### Problem details
Could you pick up the opinion piece below on the Obama administration's financial regulatory plan and carry it on from its last paragraph?

### Selected extract
──────────────────────────────
The Argument

Still broken

Still broken

Meet our new regulatory structure, almost as bad as the old one.

By David Andrew Singer

Last week, the administration of U.S. President Barack Obama released a wide-ranging plan to reform the regulation of financial institutions and markets. Pundits and economists, pleased by the attempt to control “too big to fail” institutions and systemic risk, met the plan with guarded caution.

Harsher criticism would have been warranted. The proposal falls short, as it fails to address a crucial problem: the United States’ fragmented, and thus broken, financial regulatory structure. Indeed, rather than emulating the world’s best regulatory systems — which are streamlined and unitary, like Canada’s — the United States has simply dusted off its current Balkanized system and tried to pass it off as new. American companies and investors deserve better.

Of course, Obama’s proposal includes many sensible reforms. For example, all nationally chartered banks would be supervised by a new national bank supervisor, rather than multiple agencies. Financial holding companies would be subject to strict capital and other prudential standards, thereby closing the loophole that AIG, Bear Stearns, and other institutions exploited for enormous financial gain (but which ultimately led to their downfall). And hedge funds and other private pools of capital would have to register with the Securities and Exchange Commission (SEC) and open themselves to monitoring.

However, as the biggest regulatory overhaul since the Great Depression, the proposal leaves much to be desired. It would abolish just one regulatory agency — the Office of Thrift Supervision (OTS). Accountability for financial stability, whether of individual firms or the entire system, would continue to be spread thinly across the Federal Reserve, Treasury Department, and an alphabet soup of bank, securities, and insurance regulators.
──────────────────────────────
### Supplied entries
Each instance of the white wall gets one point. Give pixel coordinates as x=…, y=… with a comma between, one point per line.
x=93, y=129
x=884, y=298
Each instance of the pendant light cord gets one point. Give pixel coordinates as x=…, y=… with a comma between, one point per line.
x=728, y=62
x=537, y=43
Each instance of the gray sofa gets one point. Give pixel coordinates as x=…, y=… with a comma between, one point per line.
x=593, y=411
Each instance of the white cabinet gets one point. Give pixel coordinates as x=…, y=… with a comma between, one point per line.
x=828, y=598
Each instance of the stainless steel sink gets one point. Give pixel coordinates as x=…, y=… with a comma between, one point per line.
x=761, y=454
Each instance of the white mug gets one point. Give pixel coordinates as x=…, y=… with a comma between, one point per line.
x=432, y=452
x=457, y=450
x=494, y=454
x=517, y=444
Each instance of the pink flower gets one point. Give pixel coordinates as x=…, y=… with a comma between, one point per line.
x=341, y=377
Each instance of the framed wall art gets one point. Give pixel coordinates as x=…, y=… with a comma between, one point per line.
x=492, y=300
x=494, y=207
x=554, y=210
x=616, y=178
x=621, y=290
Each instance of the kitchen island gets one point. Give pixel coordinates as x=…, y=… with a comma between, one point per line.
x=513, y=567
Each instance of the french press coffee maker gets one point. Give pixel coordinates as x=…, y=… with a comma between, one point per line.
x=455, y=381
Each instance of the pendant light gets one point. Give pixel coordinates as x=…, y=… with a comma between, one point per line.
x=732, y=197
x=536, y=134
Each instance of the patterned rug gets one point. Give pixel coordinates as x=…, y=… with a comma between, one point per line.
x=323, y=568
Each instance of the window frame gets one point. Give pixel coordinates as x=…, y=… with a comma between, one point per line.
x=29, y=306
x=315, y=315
──────────────────────────────
### The result
The national bank supervisor would not have jurisdiction over thousands of state-chartered banks, which could still choose to be regulated by either the Federal Deposit Insurance Corporation (FDIC) or the Fed. Fifty separate state regulators would still oversee insurance companies, with only a new token Office of National Insurance to “coordinate” their disparate regulatory regimes. The Commodity Futures Trading Commission and the SEC would remain institutionally separate, despite the clear overlap in their jurisdictions. Complex financial institutions such as Bank of America would continue to face a multitude of masters, including the new national bank supervisor, the Fed, and the SEC.

This regulatory hodgepodge inevitably creates loopholes to be exploited. In the past, banks and other financial institutions have been able to to play regulators off one another. For instance, in 2007 OTS actually courted Countrywide Financial away from another agency by offering more-flexible oversight. There’s too little in the Obama proposal that promises to stop such malfeasance.

Another troubling part of Obama’s proposal is the creation of a Financial Services Oversight Council to “identify emerging systemic risks and improve interagency cooperation.” In place of regulatory consolidation, the new council would give the full gamut of regulators a seat at the table and no doubt invite the very turf wars and blame shifting that contributed to the financial crisis. The need for such a council reflects the underlying fragmentation that should be rectified — and not by committee.

The United States has much to learn from other rich countries — Australia, Canada, Finland, and South Korea, for instance — that have simplified their regulatory structures. Financial institutions in these places, from the largest holding company all the way down to the smallest subsidiary, have a single regulator. Requirements are clearer and better enforced as a result.

Moreover, central banks in these countries are focused solely on keeping prices stable and monitoring systemic risks. The Fed currently has a dizzying array of responsibilities, from administering the White House’s distressed-asset programs to determining if a company is overleveraged. It is difficult to imagine it will succeed, particularly with other Balkanized agencies muddying the waters.

The time has come for the United States to rationalize its regulatory structure by simplifying it. The rest of the world is waiting.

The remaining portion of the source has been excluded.